### TASK BRIEF
Please count the lines of the records below that contain the string "stone", and give only that number.

-- begin --

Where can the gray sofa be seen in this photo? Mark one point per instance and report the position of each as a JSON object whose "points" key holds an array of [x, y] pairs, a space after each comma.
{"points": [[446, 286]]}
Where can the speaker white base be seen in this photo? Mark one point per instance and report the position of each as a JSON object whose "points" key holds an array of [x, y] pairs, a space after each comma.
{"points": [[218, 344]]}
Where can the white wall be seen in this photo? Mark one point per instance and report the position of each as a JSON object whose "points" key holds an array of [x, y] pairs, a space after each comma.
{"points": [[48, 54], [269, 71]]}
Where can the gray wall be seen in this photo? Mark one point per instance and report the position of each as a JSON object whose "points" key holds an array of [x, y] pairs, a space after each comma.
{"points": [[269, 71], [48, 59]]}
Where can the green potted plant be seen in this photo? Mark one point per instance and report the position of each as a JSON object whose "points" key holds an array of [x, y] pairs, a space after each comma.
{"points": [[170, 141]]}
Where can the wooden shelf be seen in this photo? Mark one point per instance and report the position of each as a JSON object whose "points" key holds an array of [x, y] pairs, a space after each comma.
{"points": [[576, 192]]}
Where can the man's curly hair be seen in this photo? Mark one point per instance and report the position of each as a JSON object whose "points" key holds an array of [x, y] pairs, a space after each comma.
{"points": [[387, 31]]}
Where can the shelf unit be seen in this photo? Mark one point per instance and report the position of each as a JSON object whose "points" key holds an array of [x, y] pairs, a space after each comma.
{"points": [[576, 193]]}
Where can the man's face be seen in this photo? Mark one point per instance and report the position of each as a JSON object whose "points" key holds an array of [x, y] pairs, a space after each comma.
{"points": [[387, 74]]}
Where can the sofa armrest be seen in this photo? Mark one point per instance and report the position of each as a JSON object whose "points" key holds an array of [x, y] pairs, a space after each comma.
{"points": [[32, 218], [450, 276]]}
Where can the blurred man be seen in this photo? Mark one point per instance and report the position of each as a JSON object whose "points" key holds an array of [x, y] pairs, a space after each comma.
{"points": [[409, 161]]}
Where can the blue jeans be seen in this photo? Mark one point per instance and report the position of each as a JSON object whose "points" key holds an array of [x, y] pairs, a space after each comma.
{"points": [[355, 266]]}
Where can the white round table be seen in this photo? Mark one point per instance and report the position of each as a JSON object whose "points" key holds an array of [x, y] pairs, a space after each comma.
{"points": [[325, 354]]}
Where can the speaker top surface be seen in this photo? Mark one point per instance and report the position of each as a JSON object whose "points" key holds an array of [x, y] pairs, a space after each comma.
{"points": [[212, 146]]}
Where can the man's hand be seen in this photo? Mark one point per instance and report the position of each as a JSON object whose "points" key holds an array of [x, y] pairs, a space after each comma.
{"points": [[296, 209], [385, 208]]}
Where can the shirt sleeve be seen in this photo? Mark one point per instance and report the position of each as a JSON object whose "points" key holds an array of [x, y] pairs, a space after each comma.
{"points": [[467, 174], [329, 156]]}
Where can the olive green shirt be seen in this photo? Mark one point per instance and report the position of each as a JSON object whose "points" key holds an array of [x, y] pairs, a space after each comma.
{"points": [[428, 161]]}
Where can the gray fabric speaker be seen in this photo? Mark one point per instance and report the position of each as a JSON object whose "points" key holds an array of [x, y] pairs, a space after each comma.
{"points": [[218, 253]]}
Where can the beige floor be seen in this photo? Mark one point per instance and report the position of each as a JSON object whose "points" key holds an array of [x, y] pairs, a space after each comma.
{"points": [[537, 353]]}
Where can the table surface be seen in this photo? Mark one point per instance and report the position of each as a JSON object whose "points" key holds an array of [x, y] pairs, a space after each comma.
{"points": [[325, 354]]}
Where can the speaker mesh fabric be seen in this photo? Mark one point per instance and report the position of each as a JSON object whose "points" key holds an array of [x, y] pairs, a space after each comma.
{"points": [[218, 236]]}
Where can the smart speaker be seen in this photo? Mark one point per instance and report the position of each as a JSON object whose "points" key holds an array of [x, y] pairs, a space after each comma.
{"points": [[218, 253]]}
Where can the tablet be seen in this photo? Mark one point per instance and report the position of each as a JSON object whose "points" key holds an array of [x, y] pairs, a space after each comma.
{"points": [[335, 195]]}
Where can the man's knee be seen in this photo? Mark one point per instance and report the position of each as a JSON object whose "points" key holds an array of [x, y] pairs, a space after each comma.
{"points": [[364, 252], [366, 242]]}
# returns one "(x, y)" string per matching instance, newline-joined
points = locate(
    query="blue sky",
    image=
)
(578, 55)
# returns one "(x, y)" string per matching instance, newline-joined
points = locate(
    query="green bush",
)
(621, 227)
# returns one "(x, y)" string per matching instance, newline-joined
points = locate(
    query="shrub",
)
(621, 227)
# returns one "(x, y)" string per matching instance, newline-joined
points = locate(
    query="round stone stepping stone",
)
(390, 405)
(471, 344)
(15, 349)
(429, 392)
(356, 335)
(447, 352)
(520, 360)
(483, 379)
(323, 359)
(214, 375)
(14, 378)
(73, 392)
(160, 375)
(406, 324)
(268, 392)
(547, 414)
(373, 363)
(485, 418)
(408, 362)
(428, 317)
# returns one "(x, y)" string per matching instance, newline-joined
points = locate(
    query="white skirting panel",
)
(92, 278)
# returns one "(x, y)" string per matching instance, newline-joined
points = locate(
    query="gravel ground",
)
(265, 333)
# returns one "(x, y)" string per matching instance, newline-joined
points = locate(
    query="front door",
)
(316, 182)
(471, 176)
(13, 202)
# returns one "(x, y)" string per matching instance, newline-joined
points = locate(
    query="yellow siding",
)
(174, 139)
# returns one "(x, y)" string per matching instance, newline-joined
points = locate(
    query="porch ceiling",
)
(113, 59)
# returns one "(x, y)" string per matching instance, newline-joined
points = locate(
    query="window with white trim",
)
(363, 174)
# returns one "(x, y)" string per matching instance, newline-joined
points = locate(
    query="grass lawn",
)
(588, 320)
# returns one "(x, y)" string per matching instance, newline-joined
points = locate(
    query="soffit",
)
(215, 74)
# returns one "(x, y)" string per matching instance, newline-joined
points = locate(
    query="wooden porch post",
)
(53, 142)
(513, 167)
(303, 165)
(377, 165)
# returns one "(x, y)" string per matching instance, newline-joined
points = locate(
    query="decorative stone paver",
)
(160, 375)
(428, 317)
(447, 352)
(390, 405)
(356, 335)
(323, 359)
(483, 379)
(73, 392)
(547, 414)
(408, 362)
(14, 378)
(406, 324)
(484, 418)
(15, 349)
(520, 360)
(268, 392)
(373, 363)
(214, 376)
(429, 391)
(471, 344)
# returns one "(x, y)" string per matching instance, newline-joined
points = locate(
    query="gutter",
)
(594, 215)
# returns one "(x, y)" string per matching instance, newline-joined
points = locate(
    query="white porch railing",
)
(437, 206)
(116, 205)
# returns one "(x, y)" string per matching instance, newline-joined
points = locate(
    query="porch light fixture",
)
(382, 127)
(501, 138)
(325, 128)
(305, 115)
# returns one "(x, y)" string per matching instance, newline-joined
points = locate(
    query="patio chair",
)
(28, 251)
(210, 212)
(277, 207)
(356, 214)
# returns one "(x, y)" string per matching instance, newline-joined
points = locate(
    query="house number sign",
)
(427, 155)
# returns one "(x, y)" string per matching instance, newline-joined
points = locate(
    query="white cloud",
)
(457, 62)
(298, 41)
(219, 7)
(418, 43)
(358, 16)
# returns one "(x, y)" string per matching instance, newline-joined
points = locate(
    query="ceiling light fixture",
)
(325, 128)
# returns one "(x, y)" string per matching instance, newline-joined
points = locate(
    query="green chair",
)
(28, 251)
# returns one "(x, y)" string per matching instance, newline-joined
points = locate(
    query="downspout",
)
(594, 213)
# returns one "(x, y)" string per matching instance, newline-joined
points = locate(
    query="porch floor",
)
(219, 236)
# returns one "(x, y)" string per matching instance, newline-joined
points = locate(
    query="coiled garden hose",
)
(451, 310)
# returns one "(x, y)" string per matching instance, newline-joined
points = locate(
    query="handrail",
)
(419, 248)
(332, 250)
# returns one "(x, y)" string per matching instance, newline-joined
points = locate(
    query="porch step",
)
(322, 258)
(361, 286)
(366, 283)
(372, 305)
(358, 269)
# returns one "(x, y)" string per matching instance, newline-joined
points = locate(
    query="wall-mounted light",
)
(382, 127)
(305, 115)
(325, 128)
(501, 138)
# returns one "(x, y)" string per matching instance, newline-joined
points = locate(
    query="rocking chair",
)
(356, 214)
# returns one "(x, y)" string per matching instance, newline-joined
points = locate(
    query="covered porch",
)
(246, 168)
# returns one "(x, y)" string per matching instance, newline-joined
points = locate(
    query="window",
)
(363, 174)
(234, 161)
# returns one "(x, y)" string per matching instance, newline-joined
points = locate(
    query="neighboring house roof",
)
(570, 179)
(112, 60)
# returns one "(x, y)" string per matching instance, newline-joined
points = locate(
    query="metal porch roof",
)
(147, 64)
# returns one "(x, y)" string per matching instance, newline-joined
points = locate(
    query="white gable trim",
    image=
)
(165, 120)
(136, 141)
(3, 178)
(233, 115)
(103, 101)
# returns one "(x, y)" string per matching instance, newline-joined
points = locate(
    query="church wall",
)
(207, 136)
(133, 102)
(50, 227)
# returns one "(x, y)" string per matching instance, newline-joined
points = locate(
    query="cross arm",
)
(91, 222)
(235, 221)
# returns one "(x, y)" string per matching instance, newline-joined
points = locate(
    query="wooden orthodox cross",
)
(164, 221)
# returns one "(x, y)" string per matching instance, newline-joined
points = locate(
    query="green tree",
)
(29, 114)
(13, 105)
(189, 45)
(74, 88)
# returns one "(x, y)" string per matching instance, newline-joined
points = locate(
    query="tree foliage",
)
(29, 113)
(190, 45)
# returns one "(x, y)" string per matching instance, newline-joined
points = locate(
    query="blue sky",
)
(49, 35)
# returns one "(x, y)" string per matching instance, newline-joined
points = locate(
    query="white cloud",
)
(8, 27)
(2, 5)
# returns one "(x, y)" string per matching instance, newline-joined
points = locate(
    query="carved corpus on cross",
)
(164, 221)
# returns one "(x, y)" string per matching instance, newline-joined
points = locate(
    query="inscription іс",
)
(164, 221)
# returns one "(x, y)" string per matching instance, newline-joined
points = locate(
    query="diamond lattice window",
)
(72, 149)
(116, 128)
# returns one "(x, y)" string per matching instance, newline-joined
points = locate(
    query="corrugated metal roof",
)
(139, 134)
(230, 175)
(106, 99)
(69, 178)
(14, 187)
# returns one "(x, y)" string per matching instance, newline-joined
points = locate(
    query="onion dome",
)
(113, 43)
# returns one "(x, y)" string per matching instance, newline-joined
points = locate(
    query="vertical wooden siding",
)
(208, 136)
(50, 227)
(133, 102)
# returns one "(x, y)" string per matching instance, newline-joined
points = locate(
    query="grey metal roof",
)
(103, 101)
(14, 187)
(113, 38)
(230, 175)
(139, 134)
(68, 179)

-- end --

### OUTPUT FOR THIS EXERCISE
2